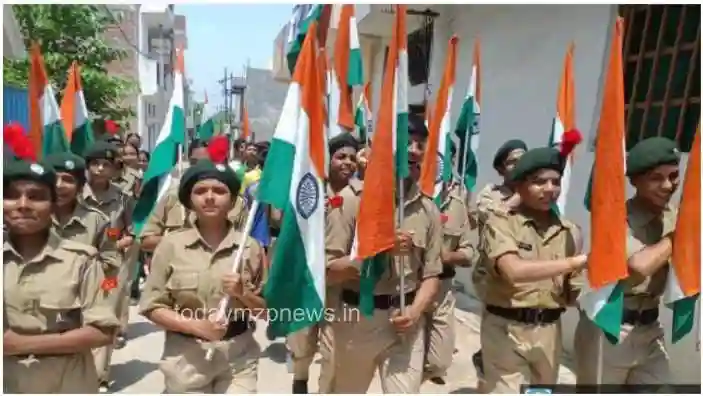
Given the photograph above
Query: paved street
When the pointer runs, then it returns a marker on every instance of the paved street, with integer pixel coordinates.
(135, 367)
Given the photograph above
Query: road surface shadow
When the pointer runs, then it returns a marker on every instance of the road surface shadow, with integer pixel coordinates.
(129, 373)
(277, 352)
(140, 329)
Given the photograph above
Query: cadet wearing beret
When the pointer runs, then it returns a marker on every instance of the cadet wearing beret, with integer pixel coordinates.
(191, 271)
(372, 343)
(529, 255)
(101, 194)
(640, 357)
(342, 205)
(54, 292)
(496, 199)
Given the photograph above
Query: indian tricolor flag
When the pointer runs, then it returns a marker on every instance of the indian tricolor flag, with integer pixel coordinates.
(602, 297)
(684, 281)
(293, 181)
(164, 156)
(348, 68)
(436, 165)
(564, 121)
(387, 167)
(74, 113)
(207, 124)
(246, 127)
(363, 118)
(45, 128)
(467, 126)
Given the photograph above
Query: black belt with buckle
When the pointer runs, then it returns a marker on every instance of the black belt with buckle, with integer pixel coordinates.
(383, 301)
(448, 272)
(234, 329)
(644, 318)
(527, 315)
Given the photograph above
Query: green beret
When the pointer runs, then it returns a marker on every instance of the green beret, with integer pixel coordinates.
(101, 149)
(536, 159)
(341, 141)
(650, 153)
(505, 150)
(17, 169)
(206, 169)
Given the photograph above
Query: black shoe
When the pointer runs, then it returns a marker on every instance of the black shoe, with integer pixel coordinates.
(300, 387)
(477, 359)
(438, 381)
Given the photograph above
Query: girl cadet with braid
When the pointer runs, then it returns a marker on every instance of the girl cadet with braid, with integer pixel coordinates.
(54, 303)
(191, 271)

» **Stated exercise**
Quote every record above exactly, leaving out the pictures.

» **Solved exercise**
Given the photograph above
Query: paved street
When the pointer runs, then it returns a marker on every instance of the paved street, with integer pixel coordinates.
(135, 367)
Given the photograph above
Query: road surface shadow
When the pointer runs, then it returns a marker on every instance of the road surface shadow, with integer pixel coordinates.
(129, 373)
(277, 352)
(140, 329)
Given the photograph above
Query: cadet wearing beret
When the pointer runs, then it returns a marker on every instance of the cadet wearing beret, with integer pixel coordinates.
(191, 271)
(372, 343)
(529, 255)
(101, 194)
(640, 357)
(342, 205)
(54, 292)
(496, 199)
Given the photograph above
Query: indian tricolor flag
When the pointer runs, then it returns a marker on every instance of the indian tricolor flag, with integer pixel coordinates.
(602, 297)
(684, 281)
(293, 181)
(164, 156)
(348, 68)
(436, 165)
(564, 121)
(387, 167)
(74, 113)
(207, 124)
(246, 127)
(363, 118)
(45, 128)
(467, 126)
Given the photograph above
Query: black belt with buckle
When the pointer runs, then it returns a marker on every instance of the black belt with buckle, with integer pixel coordinates.
(383, 301)
(448, 272)
(234, 329)
(644, 318)
(527, 315)
Given the photograph above
Query: green beret
When the pointer runs, then it returns a marker on every instance of the green beret, with integer pixel coordinates.
(101, 149)
(536, 159)
(341, 141)
(650, 153)
(505, 150)
(17, 169)
(206, 169)
Given the photograph above
Query: black shoe
When the pointer runs, then it returns a marker on every instance of the black shoe, with integer pixel coordinates.
(300, 387)
(477, 359)
(438, 381)
Given the photograph above
Query: girl cadet with braid
When the pointer runs, then it returns a marker on every instance of the girl cadet with braid, with integer pixel coordinates.
(54, 303)
(191, 271)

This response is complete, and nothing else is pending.